Written instruction — Copy out every one of the lines below, requests included, but raise each coordinate in the answers by 93. Keep the sample coordinates written inside the requests unchanged.

Records provided —
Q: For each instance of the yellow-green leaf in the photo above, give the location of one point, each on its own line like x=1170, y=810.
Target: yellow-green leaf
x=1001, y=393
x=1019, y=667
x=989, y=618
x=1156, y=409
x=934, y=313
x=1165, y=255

Exercise output —
Q: For each instance of the yellow-green leaf in the photo above, give the location of one point, each on its own line like x=1170, y=810.
Target: yellow-green leaf
x=1094, y=486
x=1112, y=760
x=1082, y=711
x=1249, y=502
x=1027, y=406
x=1258, y=348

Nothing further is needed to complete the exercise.